═════ Supplied passage ═════

The UK maths/compsci circuit had good links with Poland's because of Marian Rejewski and cryptography history. Well.. good and not good, he didn't always get recognition for what he'd done.
Most machines had some sort of basic rom, why was that not the preferred command processor, basic is not that great, but it provides for a much richer command environment than cp/m or dos. What was the advantage of cp/m?
I am approaching from the context of the unix shell, an operating environment rich enough to program in. I don't know what scripting was available on cp/m but dos scripting with batch files was a miserly unpleasant thing in comparison. But then I think about how all those early home computers had a BASIC rom, why did that not evolve into a BASIC shell? it would have been a much nicer environment than cp/m.
On proprietary systems, BASIC shells were a thing. Both DOS and ProDOS on the Apple II hooked into the ROM BASIC interpreter.
cp/m from the user perspective (command line) was something of a knockoff of Digital/DEC command lines similar to RSTS or RSX-11 (probably RT-11 too? never used it)--PIP ftw! These are somewhat similar to MSDOS command lines. Unlike unix "everything is a file", these operating systems had the notion that "everything's a device" (like MSDOS things with colons, CON: AUX: LPT(?): etc., and sometimes "we'll provide the baling wire so different devices can talk to each other but it's not guaranteed", COPY A:FILE LPR:
PIP (peripheral interchange program) was the workhorse that actually did it all underneath, PIP A:FILE.DOC LPR:/COPY to extend the example above. I think that they actually may have put DEST: before SOURCE: and maybe DEST:=SRC:, and maybe the /COPY had to be on the dest, i don't remember, but for this purpose it's "eh"
basic does not offer anything like that. It could have, but for whatever reason, nobody thought to add those features, they were probably thinking more along the lines of "we're in ROM, why would we need a floppy? feature!"
Floppy disks were very expensive. And needed an additional expansion board which was also expensive. Cassettes : everybody had one.
> basic does not offer anything like that
It had LOAD and SAVE as far as i remember.
TBH i think the speed of loading programs (from floppy) made a bigger difference than a "command interpreter".
The machines that came with BASIC could be personal (Atari) or business focused (TRS-80) and did make for a good default prompt. Often the storage subsystem needed a DOS-like part not included with Basic which may only have supported cassette data storage out of the box.
UNIX was of course much more powerful, but didn't run on cheap 8-bit computers. And some home computers also offered CP/M compatibility as an add-on (for instance here: the Amstrad CPC booting into CP/M: https://floooh.github.io/tiny8bit/cpc.html?file=cpc/6128sp_4...)
And the whole reason why Commodore added a second CPU to the Commodore 128 was CP/M compatibility, that's how powerful the "lure of CP/M" was at the time.
So CP/M was a lot nicer than BASIC, and if you didn't like it you could just ... run MBASIC.COM and get BASIC.
BASIC was a very slow and limited programming language.
CP/M was a disk operating system.
If you wrote programs in BASIC you could only save them painfully slowly on cassette tape, and maybe if you were lucky you could get them to load back in again. You couldn't really write useful programs in it because it had no concept of functions and a very vague idea of subroutines, and there wasn't really an editor or debugger. You couldn't load or save data files except as raw binary copies of what was in memory. Latterly some home computers like the Commodore 64 got crude disk drives, which were only a little faster and about as reliable as tape, and still couldn't really work the way we use files now.

═════ Data block ═════

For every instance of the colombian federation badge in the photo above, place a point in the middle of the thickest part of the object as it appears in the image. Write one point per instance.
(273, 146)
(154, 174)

═════

* Exercise instructions
1: Translate this sentence from the discussion of CP/M and BASIC into Spanish: "Floppy disks were very expensive."
2: From the discussion of CP/M and BASIC, output the passage that begins at the words "TBH i think" and stops after the words "at the time.".

* Responses to the exercise
1: Los disquetes eran muy caros.

2:
TBH i think the speed of loading programs (from floppy) made a bigger difference than a "command interpreter".
The machines that came with BASIC could be personal (Atari) or business focused (TRS-80) and did make for a good default prompt. Often the storage subsystem needed a DOS-like part not included with Basic which may only have supported cassette data storage out of the box.
UNIX was of course much more powerful, but didn't run on cheap 8-bit computers. And some home computers also offered CP/M compatibility as an add-on (for instance here: the Amstrad CPC booting into CP/M: https://floooh.github.io/tiny8bit/cpc.html?file=cpc/6128sp_4...)
And the whole reason why Commodore added a second CPU to the Commodore 128 was CP/M compatibility, that's how powerful the "lure of CP/M" was at the time.